- **What the exercise asks**: All lines from the opening of the entries below through the line containing "Target: wall. Locate" must be output exactly as they appear, with no other lines.

- **Material for this task**:
[Start of section]

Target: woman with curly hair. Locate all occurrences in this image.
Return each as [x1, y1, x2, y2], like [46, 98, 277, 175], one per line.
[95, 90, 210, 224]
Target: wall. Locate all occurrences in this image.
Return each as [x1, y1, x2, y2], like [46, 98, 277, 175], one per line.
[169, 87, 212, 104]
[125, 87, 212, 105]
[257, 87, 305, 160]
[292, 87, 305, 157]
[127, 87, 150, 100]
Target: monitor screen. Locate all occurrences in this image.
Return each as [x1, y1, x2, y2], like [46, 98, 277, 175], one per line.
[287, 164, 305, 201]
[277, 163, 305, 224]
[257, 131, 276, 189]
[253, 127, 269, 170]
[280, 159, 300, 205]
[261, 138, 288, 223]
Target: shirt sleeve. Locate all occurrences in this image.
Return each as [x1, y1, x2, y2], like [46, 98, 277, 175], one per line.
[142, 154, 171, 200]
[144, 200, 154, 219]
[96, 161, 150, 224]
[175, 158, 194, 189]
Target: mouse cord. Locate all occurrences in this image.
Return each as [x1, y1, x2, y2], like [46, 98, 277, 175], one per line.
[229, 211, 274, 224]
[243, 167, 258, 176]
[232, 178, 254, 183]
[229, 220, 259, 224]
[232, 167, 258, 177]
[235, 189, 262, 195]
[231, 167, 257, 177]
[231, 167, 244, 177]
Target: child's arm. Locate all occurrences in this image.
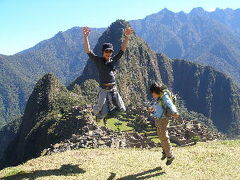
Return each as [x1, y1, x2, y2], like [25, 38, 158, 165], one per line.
[162, 94, 179, 118]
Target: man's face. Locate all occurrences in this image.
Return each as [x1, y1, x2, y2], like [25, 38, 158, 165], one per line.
[103, 50, 113, 60]
[152, 92, 160, 99]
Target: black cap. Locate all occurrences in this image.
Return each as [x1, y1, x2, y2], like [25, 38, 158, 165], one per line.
[102, 43, 114, 52]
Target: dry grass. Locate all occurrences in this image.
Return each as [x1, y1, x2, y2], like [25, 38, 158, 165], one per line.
[0, 140, 240, 180]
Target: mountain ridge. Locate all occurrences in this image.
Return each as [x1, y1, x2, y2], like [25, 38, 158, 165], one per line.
[130, 7, 240, 85]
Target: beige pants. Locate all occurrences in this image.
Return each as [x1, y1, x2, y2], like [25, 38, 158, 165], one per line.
[155, 118, 173, 157]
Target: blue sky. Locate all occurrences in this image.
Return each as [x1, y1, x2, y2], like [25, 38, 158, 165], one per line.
[0, 0, 239, 55]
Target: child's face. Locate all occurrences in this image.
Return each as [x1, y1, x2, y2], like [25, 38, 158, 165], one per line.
[152, 92, 160, 99]
[103, 50, 113, 61]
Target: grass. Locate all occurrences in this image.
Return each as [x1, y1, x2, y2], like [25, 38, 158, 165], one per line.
[1, 140, 240, 180]
[97, 114, 160, 143]
[1, 168, 26, 178]
[104, 118, 133, 132]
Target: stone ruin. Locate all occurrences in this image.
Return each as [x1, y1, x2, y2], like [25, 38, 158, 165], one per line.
[42, 105, 223, 155]
[126, 107, 223, 146]
[41, 106, 158, 155]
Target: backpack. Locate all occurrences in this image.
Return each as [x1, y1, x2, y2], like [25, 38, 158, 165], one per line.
[159, 89, 177, 117]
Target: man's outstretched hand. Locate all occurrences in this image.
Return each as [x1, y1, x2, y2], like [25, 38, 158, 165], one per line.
[83, 27, 91, 53]
[83, 27, 91, 37]
[124, 27, 133, 37]
[121, 27, 133, 51]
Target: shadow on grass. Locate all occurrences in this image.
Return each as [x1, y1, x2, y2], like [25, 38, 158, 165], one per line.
[107, 167, 165, 180]
[1, 164, 85, 180]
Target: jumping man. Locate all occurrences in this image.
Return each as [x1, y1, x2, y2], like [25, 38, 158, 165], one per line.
[83, 26, 133, 121]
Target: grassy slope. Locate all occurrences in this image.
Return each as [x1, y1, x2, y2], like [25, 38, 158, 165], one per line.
[1, 140, 240, 180]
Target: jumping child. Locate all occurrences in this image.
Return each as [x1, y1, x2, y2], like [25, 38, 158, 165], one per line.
[149, 82, 180, 165]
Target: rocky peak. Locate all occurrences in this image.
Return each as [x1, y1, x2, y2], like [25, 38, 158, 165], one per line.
[190, 7, 206, 15]
[23, 73, 65, 117]
[16, 73, 66, 148]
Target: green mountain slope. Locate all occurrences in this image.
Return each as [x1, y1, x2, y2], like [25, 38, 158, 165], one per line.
[158, 54, 240, 134]
[0, 73, 86, 168]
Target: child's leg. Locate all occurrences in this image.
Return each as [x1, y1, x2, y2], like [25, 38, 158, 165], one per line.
[156, 118, 173, 157]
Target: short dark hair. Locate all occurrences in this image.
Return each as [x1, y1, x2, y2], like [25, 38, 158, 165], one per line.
[150, 82, 167, 94]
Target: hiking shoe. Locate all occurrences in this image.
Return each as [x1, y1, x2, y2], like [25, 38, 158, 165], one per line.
[166, 156, 175, 166]
[161, 152, 167, 160]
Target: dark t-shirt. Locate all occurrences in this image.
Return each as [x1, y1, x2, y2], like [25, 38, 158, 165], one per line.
[87, 50, 124, 84]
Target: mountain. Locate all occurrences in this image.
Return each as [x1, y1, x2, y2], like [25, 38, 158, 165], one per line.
[158, 54, 240, 134]
[0, 55, 31, 127]
[130, 8, 240, 85]
[71, 20, 240, 135]
[210, 8, 240, 35]
[1, 7, 240, 129]
[0, 27, 103, 126]
[1, 73, 87, 168]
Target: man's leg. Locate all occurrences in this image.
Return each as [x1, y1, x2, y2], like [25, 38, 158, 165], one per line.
[106, 92, 126, 119]
[97, 99, 109, 120]
[93, 88, 107, 116]
[111, 88, 126, 113]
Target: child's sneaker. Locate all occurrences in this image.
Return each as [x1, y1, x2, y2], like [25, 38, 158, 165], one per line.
[166, 156, 175, 166]
[161, 152, 167, 160]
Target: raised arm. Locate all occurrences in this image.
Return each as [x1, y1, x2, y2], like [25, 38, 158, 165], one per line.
[83, 27, 99, 61]
[83, 27, 91, 53]
[113, 27, 133, 61]
[121, 27, 133, 51]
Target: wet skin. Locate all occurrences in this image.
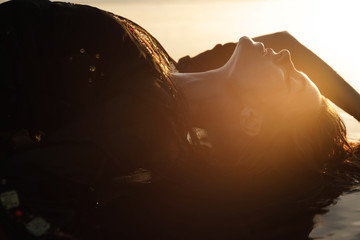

[End of section]

- **Solution to this problem**:
Target: woman with curly hair. Locate all occurrences in this image.
Return each as [x1, y1, x2, y2], like [46, 98, 277, 175], one per line.
[95, 90, 210, 224]
Target: wall. Locate all occurrences in this image.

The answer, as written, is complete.